▶ [Requirements]
A. Answer these questions using the passage on Madhubani art below:
(i) Which district is the style named after, and in which Indian state does that district lie?
(ii) What is the paint made from?
(iii) Who traditionally created these paintings?
B. According to the passage on Madhubani art below, why did the term "Madhubani art" come to be used alongside "Mithila Painting"?

▶ [Extract provided]

Madhubani art (also Mithila art) is a style of painting practiced in the Mithila region of India and Nepal. It is named after the Madhubani district of Bihar, India, which is where it originated. Artists create these  paintings using a variety of mediums, including their own fingers, or twigs, brushes, nib-pens, and matchstick. The paint is  created using natural dyes and pigments. The paintings are characterised by their eye-catching geometrical patterns. There is ritual content for particular occasions, such as birth or marriage, and festivals, such as Holi, Surya Shasti, Kali Puja, Upanayana, and Durga Puja.

Origin and tradition 
Madhubani painting (or Mithila painting) was traditionally created by the women of various communities in the Mithila region of the Indian subcontinent. It originated from Madhubani district of the Mithila region of Bihar. Madhubani is also a major export center of these paintings. This painting as a form of wall art was practiced widely throughout the region; the more recent development of painting on paper and canvas mainly originated among the villages around Madhubani, and it is these latter developments that led to the term "Madhubani art" being used alongside "Mithila Painting."

▶ [Stored data]
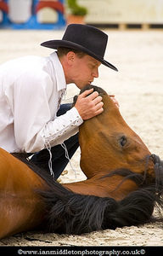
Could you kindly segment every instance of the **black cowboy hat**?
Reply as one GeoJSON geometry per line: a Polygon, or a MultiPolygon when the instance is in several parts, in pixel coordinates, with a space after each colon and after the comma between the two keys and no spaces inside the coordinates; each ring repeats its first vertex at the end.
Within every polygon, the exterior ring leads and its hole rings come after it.
{"type": "Polygon", "coordinates": [[[108,36],[94,26],[70,24],[67,26],[62,40],[46,41],[41,45],[56,49],[59,46],[76,49],[118,71],[115,66],[104,60],[108,36]]]}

▶ [Answers for the exercise]
A.
(i) It is named after the Madhubani district of Bihar.
(ii) It is made from natural dyes and pigments.
(iii) Women of various communities in the Mithila region traditionally created them.

B. The newer practice of painting on paper and canvas mainly originated among the villages around Madhubani. These newer developments led to the name "Madhubani art" being used alongside "Mithila Painting."